::: DATA EXCERPTS

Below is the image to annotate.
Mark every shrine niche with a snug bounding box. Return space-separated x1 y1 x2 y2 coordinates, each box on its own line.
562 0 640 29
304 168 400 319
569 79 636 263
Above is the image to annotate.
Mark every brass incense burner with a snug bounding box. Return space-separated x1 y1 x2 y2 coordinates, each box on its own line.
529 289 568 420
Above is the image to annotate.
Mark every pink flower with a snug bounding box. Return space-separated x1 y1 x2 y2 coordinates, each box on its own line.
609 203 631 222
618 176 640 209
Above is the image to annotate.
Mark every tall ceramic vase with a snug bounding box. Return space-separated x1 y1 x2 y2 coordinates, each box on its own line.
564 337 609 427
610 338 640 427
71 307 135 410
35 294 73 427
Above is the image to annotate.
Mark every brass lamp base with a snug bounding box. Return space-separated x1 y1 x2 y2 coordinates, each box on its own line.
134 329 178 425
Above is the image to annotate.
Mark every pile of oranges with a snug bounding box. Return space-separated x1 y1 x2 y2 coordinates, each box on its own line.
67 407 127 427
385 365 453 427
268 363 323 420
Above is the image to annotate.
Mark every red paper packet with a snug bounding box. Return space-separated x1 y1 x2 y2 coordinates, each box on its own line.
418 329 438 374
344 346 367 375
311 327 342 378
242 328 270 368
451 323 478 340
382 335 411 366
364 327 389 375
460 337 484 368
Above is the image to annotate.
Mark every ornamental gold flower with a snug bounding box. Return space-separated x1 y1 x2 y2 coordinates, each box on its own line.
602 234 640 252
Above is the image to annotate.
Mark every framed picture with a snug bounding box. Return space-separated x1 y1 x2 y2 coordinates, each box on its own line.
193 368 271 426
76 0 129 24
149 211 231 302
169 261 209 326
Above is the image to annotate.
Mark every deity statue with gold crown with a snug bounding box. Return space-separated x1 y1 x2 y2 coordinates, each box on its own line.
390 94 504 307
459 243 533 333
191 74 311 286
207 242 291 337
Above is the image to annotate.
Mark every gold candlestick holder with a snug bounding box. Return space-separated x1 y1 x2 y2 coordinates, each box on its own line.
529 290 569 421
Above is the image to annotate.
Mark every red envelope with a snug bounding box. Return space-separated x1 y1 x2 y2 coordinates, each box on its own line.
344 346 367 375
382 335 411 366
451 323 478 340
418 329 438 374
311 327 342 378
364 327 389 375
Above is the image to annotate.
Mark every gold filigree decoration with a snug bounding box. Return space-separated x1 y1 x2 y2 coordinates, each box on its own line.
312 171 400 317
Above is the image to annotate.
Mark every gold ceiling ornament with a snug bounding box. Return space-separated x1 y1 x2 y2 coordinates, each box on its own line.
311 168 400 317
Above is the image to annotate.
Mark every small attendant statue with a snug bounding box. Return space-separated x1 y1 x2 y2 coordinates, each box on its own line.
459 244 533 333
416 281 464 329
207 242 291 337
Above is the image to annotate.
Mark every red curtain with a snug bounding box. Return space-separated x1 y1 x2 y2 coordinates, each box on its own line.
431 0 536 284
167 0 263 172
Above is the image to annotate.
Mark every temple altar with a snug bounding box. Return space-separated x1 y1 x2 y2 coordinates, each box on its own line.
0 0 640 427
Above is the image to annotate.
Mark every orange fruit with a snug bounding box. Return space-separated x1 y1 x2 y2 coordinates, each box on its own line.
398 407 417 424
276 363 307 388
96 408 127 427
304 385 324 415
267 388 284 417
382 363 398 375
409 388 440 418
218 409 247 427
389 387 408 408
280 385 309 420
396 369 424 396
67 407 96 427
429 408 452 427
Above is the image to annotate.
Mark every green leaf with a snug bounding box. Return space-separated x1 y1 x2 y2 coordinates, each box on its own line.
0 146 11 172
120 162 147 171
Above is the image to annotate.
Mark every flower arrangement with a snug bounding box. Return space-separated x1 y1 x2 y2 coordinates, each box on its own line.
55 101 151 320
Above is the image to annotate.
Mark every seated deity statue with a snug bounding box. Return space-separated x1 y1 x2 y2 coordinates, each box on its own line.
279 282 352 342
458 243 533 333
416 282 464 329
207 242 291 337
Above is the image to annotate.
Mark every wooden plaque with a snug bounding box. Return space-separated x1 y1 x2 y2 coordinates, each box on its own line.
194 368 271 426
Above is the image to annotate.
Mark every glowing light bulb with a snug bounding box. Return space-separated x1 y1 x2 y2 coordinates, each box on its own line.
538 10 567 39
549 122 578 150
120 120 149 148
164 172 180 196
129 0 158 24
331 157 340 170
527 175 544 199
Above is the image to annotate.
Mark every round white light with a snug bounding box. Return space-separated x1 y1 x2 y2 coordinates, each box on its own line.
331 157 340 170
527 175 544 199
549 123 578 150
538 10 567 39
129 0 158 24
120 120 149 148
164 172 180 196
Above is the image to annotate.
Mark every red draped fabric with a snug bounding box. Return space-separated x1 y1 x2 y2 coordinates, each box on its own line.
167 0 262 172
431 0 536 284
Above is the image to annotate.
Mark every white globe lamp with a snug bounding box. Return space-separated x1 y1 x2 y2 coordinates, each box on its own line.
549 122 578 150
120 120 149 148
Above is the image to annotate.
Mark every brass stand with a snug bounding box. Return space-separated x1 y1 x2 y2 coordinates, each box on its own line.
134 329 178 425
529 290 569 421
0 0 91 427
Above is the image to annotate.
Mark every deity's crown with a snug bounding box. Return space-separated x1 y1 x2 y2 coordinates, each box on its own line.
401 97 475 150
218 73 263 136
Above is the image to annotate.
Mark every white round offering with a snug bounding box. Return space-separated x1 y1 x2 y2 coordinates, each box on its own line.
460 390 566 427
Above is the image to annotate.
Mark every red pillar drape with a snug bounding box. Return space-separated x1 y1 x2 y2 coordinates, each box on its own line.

::::::

## SET TASK
List each line of the entries above that contains the string "round", copying every such line in full.

## WRITTEN RESPONSE
Mark every round white light with a snug bounding box. Return space-separated x1 y1 x2 y2 coordinates, each box on its own line.
Mark every white round offering with a snug bounding box. Return space-separated x1 y1 x2 y2 coordinates, each box on its own line.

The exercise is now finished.